[Directions] The data must be returned in full and exactly as given.

[Data shown]
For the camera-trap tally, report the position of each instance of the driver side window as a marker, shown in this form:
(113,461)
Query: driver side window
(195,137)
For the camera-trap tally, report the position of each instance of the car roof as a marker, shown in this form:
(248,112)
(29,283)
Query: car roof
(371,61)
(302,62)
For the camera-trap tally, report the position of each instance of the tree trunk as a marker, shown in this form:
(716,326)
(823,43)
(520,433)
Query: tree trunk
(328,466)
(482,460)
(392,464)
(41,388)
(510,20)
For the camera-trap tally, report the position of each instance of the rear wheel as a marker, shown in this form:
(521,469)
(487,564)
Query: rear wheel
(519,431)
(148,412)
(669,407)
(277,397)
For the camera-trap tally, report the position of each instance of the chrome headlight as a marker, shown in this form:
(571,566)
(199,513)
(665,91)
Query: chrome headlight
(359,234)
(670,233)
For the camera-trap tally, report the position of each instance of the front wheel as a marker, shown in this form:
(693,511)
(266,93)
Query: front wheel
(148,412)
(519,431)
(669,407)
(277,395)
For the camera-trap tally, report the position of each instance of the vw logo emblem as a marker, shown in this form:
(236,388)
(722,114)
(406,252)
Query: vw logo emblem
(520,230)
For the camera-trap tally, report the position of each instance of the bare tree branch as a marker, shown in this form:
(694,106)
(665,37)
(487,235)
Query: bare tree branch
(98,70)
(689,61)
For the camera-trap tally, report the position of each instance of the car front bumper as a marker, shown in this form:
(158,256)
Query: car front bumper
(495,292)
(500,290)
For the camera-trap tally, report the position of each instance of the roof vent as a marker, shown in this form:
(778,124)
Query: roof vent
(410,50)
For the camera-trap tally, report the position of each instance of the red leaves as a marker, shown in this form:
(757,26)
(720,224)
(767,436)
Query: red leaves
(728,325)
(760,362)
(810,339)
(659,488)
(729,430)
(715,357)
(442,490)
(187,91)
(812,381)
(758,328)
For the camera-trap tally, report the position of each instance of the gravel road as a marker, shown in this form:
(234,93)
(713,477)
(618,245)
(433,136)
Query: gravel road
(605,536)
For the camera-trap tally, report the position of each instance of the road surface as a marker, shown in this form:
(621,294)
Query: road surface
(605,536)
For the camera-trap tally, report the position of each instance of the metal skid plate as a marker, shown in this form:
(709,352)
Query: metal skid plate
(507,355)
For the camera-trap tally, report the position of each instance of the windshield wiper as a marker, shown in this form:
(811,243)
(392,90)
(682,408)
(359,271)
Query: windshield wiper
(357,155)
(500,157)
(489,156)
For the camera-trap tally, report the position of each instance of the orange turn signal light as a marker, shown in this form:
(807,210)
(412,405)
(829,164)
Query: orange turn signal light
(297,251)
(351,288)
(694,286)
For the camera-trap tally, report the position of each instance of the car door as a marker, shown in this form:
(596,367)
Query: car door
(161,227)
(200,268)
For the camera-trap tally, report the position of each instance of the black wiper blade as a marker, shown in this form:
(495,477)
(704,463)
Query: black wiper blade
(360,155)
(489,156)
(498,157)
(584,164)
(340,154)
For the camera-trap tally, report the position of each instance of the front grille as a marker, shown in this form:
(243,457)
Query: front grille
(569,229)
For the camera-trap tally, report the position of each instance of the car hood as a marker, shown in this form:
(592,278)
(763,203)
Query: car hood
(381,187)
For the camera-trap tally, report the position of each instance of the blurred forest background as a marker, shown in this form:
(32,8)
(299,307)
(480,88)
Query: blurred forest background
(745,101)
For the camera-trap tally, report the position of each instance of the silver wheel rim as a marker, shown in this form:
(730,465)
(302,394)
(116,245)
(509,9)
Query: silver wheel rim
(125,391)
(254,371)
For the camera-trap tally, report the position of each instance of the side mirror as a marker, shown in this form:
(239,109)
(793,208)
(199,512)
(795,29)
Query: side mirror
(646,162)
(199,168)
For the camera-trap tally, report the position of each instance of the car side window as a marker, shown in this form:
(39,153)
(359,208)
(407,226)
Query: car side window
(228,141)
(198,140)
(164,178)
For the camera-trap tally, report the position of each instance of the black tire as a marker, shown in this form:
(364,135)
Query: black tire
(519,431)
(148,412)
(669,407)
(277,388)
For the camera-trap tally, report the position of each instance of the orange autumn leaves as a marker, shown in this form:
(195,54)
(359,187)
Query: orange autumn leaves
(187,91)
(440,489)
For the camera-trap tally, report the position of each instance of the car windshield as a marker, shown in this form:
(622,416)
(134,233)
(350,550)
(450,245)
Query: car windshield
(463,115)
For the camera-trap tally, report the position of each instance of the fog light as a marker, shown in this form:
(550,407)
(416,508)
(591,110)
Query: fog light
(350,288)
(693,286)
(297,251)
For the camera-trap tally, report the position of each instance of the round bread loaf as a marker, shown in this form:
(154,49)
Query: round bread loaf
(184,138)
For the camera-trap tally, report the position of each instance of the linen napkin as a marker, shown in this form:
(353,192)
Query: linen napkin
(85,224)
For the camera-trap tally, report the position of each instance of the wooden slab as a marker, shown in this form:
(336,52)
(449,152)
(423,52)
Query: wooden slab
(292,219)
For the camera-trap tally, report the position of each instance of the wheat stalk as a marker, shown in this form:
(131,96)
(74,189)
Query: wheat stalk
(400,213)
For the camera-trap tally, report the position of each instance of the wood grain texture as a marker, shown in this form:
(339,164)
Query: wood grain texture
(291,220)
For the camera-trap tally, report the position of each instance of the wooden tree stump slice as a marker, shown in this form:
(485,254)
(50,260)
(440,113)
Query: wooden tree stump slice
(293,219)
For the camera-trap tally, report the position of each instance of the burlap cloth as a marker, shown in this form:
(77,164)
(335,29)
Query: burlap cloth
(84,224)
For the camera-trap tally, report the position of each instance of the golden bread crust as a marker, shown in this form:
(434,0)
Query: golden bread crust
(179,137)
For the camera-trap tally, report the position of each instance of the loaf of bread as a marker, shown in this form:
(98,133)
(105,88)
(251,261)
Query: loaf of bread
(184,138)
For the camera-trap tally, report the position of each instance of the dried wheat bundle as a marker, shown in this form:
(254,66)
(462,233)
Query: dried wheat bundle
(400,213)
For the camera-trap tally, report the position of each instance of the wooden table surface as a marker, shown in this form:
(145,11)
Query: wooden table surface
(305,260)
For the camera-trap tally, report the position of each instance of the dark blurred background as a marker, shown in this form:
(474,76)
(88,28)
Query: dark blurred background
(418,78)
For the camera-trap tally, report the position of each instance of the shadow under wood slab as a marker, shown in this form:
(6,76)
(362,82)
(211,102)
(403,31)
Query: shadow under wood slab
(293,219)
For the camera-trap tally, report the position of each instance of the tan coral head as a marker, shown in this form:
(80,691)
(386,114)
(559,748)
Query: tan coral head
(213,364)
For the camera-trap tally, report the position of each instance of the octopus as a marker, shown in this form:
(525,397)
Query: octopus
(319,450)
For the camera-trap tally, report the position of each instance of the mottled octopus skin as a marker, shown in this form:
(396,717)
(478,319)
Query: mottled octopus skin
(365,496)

[Exercise result]
For the camera-trap tally, report the position of each instance of the driver side window as a marker, shown in this form:
(113,461)
Query: driver side window
(195,137)
For the camera-trap tally, report the position of each instance of the car roof as a marker, shown in this form:
(248,112)
(29,283)
Query: car roof
(371,61)
(302,62)
For the camera-trap tally, report the position of each instance of the tree trunk as a marker, shown in this form:
(716,326)
(823,43)
(520,433)
Query: tree trunk
(328,466)
(482,460)
(392,464)
(41,388)
(510,20)
For the camera-trap tally, report the position of each instance of the rear wheel as a marker, shown in this form:
(521,469)
(487,564)
Query: rear wheel
(519,431)
(148,412)
(669,407)
(277,397)
For the camera-trap tally, report the position of each instance of the chrome headlight as a marker, shown in this form:
(571,566)
(199,513)
(665,91)
Query: chrome headlight
(359,234)
(670,233)
For the camera-trap tally, report the position of each instance of the front wheel as a marker, shown in this form:
(693,511)
(266,93)
Query: front wheel
(148,412)
(519,431)
(669,407)
(277,395)
For the camera-trap tally, report the position of each instance of the vw logo emblem as a marker, shown in this form:
(236,388)
(722,114)
(406,252)
Query: vw logo emblem
(520,230)
For the camera-trap tally, report the position of each instance of the bare tree branch as a marker, shown in this form:
(694,106)
(665,37)
(487,235)
Query: bare tree branch
(98,70)
(689,61)
For the camera-trap tally, report the position of each instance of the car front bumper as a marker, shown in this form:
(158,256)
Query: car front bumper
(495,292)
(500,290)
For the camera-trap tally, report the position of each instance of the roof vent as a marker, shown in this form:
(778,124)
Query: roof vent
(410,50)
For the camera-trap tally, report the position of each instance of the red leaves as a marker, shown in this form:
(757,26)
(720,224)
(767,436)
Query: red leaves
(728,325)
(760,362)
(810,339)
(659,488)
(729,430)
(715,357)
(442,490)
(187,91)
(812,381)
(758,328)
For the camera-trap tally, report the position of each instance of the gravel road as a marker, shown in this form:
(234,93)
(713,477)
(618,245)
(433,136)
Query: gravel road
(605,536)
For the camera-trap tally, report the position of each instance of the road surface as a marker, shown in this form:
(621,294)
Query: road surface
(605,536)
For the camera-trap tally, report the position of each instance of the metal skid plate as a marker, shown in this form:
(709,352)
Query: metal skid plate
(507,355)
For the camera-trap tally, report the position of each instance of the windshield wiper as a marker, shown in this form:
(811,243)
(392,90)
(682,408)
(359,271)
Query: windshield wiper
(357,155)
(500,157)
(489,156)
For the camera-trap tally, report the position of each instance of the orange turn signal light as a marker, shown in this form:
(807,210)
(412,405)
(829,164)
Query: orange turn signal light
(297,251)
(351,288)
(694,286)
For the camera-trap tally, report the position of each instance of the car door as a marker, shown in this form:
(596,367)
Query: car door
(161,227)
(200,268)
For the camera-trap tally, report the position of each instance of the black wiper blade as a marker, shown in this form:
(495,477)
(704,463)
Query: black wiper blade
(360,155)
(489,156)
(498,157)
(584,164)
(340,154)
For the camera-trap tally, report the position of each instance of the front grille as a marker, shown in this form:
(243,457)
Query: front grille
(569,229)
For the camera-trap tally, report the position of each instance of the car hood as a marker, shown in this form:
(592,278)
(763,203)
Query: car hood
(381,187)
For the camera-trap tally, report the position of each instance of the blurred forest background as a marker, shown in this form:
(32,8)
(299,307)
(480,88)
Query: blurred forest background
(745,101)
For the camera-trap tally, report the position of each instance of the silver wheel rim as a marker, shown in this form:
(730,465)
(302,394)
(116,245)
(509,9)
Query: silver wheel rim
(125,391)
(254,371)
For the camera-trap tally, report the position of each instance of the side mirror as a marker, shown in this form:
(239,109)
(793,208)
(199,512)
(795,29)
Query: side mirror
(646,162)
(199,168)
For the camera-trap tally, report the position of each instance of the car side window as a marker, shown in this form:
(39,153)
(359,208)
(407,226)
Query: car side window
(228,141)
(198,140)
(164,178)
For the camera-trap tally, report the position of each instance of the black tire as a marker, shown in this form:
(364,135)
Query: black tire
(519,431)
(148,412)
(669,407)
(277,388)
For the camera-trap tally, report the position of each instance of the orange autumn leaves as a marker, shown in this form:
(195,54)
(359,187)
Query: orange autumn leaves
(187,91)
(440,489)
For the camera-trap tally, report the position of each instance of the car windshield as a marker, shown in this form:
(622,416)
(134,233)
(350,550)
(450,245)
Query: car windshield
(463,115)
For the camera-trap tally, report the position of each instance of the fog light as a marker, shown in this form:
(550,407)
(416,508)
(591,110)
Query: fog light
(350,288)
(693,286)
(297,251)
For the camera-trap tally, report the position of each instance of the round bread loaf as a marker, shown in this form:
(154,49)
Query: round bread loaf
(184,138)
For the camera-trap tally, report the position of each instance of the linen napkin as a marker, shown in this form:
(353,192)
Query: linen napkin
(85,224)
For the camera-trap tally, report the position of each instance of the wooden slab as a marker, shown in this form:
(336,52)
(449,152)
(423,52)
Query: wooden slab
(292,219)
For the camera-trap tally, report the position of each instance of the wheat stalk as a marker, shown in this form:
(131,96)
(74,189)
Query: wheat stalk
(400,213)
For the camera-trap tally, report the position of each instance of the wood grain texture as a marker, shown in this form:
(339,164)
Query: wood grain texture
(291,220)
For the camera-trap tally, report the position of each instance of the wooden tree stump slice as a marker, shown in this form:
(485,254)
(50,260)
(440,113)
Query: wooden tree stump slice
(293,219)
For the camera-trap tally, report the position of each instance of the burlap cloth as a marker, shown in this form:
(77,164)
(335,29)
Query: burlap cloth
(84,224)
For the camera-trap tally, report the position of each instance of the golden bread crust as a marker, shown in this form:
(434,0)
Query: golden bread crust
(179,137)
For the camera-trap tally, report the position of each instance of the loaf of bread as a marker, shown in this form:
(98,133)
(105,88)
(251,261)
Query: loaf of bread
(184,138)
For the camera-trap tally, report the position of each instance of the dried wheat bundle as a marker, shown in this form:
(254,66)
(462,233)
Query: dried wheat bundle
(400,213)
For the camera-trap tally, report the position of each instance of the wooden table surface as a marker, shown in this form:
(145,11)
Query: wooden table surface
(305,260)
For the camera-trap tally, report the position of each instance of the dark blurred background as a marker, shown in this form:
(474,76)
(88,28)
Query: dark blurred background
(418,78)
For the camera-trap tally, report the position of each instance of the shadow under wood slab as a marker, shown in this form:
(6,76)
(362,82)
(211,102)
(403,31)
Query: shadow under wood slab
(293,219)
For the camera-trap tally, report the position of each instance of the tan coral head as a marker, shown in this form:
(80,691)
(386,114)
(559,748)
Query: tan coral head
(213,364)
For the camera-trap tally, report the position of each instance of the octopus as a marker, shown in this form:
(525,397)
Query: octopus
(319,450)
For the camera-trap tally, report the position of each instance of the mottled octopus skin as a marker, shown in this form:
(396,717)
(478,319)
Query: mottled octopus skin
(365,496)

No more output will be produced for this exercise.